WHAT THE TASK REQUIRES: Would you please transcribe the records below exactly, leaving out the pictures?

RECORD EXTRACTS:

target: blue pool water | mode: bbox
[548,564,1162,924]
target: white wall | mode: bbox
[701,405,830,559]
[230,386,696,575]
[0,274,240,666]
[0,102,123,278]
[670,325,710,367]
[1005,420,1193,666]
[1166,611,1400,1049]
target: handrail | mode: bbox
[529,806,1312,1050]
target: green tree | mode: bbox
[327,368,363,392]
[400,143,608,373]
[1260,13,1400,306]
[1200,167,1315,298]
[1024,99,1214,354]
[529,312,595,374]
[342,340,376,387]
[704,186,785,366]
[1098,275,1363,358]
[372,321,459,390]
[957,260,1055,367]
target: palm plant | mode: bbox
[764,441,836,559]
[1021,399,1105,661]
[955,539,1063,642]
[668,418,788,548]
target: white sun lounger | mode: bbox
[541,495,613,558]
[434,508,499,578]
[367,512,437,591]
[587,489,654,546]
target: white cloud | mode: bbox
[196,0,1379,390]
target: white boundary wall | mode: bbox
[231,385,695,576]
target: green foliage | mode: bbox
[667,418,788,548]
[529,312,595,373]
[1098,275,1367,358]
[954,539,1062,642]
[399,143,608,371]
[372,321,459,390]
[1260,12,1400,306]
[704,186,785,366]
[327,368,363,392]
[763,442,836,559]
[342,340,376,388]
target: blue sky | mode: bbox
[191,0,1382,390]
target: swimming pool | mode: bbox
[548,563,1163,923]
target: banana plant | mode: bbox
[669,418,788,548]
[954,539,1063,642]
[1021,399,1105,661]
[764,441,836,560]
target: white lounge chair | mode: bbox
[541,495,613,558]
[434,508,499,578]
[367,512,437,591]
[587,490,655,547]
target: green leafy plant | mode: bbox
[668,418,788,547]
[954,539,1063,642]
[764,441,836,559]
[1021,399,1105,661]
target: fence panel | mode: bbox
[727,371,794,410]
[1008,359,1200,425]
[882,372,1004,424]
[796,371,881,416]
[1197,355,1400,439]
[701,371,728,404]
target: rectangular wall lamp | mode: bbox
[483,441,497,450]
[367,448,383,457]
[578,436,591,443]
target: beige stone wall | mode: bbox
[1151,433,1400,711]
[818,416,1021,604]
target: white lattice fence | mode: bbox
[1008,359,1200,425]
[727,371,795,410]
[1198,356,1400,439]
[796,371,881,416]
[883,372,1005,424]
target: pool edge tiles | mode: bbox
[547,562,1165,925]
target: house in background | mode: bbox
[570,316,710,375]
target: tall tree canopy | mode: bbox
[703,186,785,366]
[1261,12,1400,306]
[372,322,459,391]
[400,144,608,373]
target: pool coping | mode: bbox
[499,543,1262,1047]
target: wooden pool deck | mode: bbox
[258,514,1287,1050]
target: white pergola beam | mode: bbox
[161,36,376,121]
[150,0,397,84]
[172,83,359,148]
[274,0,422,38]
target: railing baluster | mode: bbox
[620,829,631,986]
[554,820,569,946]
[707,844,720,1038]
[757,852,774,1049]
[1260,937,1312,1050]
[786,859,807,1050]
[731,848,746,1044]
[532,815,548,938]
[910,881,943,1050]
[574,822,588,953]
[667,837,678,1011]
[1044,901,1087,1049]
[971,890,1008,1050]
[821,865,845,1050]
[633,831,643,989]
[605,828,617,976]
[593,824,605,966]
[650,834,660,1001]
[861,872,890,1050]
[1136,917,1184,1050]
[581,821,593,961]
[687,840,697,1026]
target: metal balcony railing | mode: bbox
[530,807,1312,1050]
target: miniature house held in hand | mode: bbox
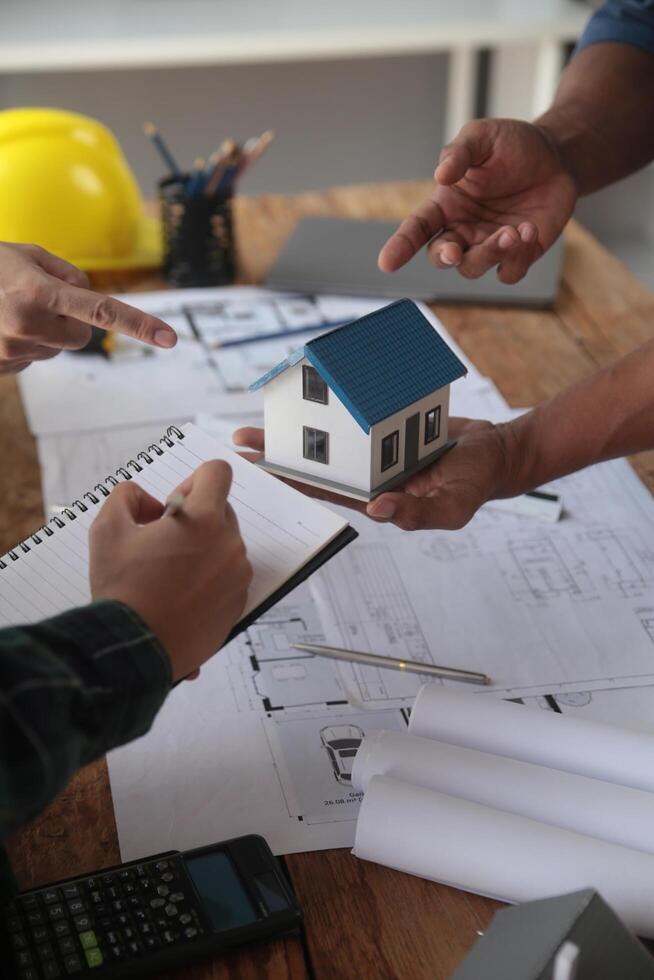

RESPONSE TO THIS EXERCISE:
target: blue pool water | mode: bbox
[548,564,1162,924]
target: white wall | mode: bbox
[701,405,830,559]
[230,386,696,575]
[0,274,240,666]
[0,102,123,278]
[670,325,710,367]
[1005,420,1193,666]
[1166,611,1400,1049]
target: handrail | mode: bbox
[529,806,1312,1050]
target: green tree | mode: bbox
[327,368,363,392]
[400,143,608,373]
[1260,13,1400,306]
[1200,167,1315,298]
[1024,99,1214,354]
[529,312,595,374]
[342,340,376,387]
[704,186,785,366]
[1098,275,1363,358]
[372,321,459,390]
[957,260,1055,367]
target: palm plant | mode: bbox
[764,441,836,559]
[1021,399,1105,661]
[955,539,1063,642]
[668,418,788,548]
target: white sun lounger | mode: bbox
[541,495,613,558]
[434,508,499,578]
[367,512,437,591]
[587,489,654,546]
target: white cloud | mode: bbox
[196,0,1379,390]
target: white boundary wall | mode: bbox
[231,385,695,576]
target: green foliage | mode: bbox
[667,418,788,548]
[529,312,595,373]
[1098,275,1367,358]
[954,539,1062,642]
[399,143,608,371]
[372,321,459,390]
[1260,12,1400,306]
[704,186,785,366]
[327,368,363,392]
[763,442,836,559]
[342,340,376,388]
target: blue sky | mode: bbox
[191,0,1382,390]
target: swimming pool | mode: bbox
[548,563,1163,923]
target: banana plant | mode: bbox
[669,418,788,548]
[954,539,1063,642]
[1021,399,1105,661]
[764,441,836,560]
target: white lounge chair | mode: bbox
[541,495,613,558]
[434,508,499,578]
[367,512,437,591]
[587,490,655,547]
target: green leafy plant | mode: bbox
[668,418,788,547]
[954,539,1063,642]
[764,441,836,559]
[1021,399,1105,661]
target: fence panel | mode: bbox
[727,371,794,410]
[1008,359,1200,425]
[882,372,1004,424]
[796,371,881,416]
[1197,355,1400,439]
[701,371,728,404]
target: rectangular wall lamp | mode: bbox
[483,441,497,450]
[367,448,383,457]
[578,436,591,443]
target: beige stone wall | mode: bbox
[1151,433,1400,711]
[818,416,1021,604]
target: white lattice fence | mode: bbox
[1008,359,1200,425]
[727,371,795,410]
[1198,356,1400,439]
[796,371,881,416]
[883,372,1005,424]
target: pool edge tiles | mode: bbox
[547,562,1165,925]
target: house in background | mode: bbox
[570,316,710,375]
target: tall tree canopy | mode: bbox
[703,186,785,366]
[1261,12,1400,306]
[372,322,459,391]
[400,144,608,373]
target: pool coping | mode: bbox
[499,543,1262,1047]
target: wooden pool deck | mode: bbox
[258,514,1287,1050]
target: white pergola beam | mode: bbox
[161,36,376,121]
[150,0,397,84]
[172,83,359,148]
[274,0,422,38]
target: railing baluster | mode: bbox
[620,829,631,986]
[554,820,569,946]
[707,844,720,1038]
[757,852,774,1049]
[1260,937,1312,1050]
[786,859,807,1050]
[731,848,746,1044]
[532,815,548,938]
[910,881,943,1050]
[574,822,588,953]
[667,837,678,1011]
[1044,901,1087,1049]
[971,890,1008,1050]
[821,865,845,1050]
[633,831,643,989]
[605,828,617,976]
[593,824,605,966]
[650,834,660,1001]
[861,872,890,1050]
[1136,917,1184,1050]
[581,821,593,961]
[687,840,697,1026]
target: metal balcony railing | mode: bbox
[530,807,1312,1050]
target: miniature house held in hand | mode: bbox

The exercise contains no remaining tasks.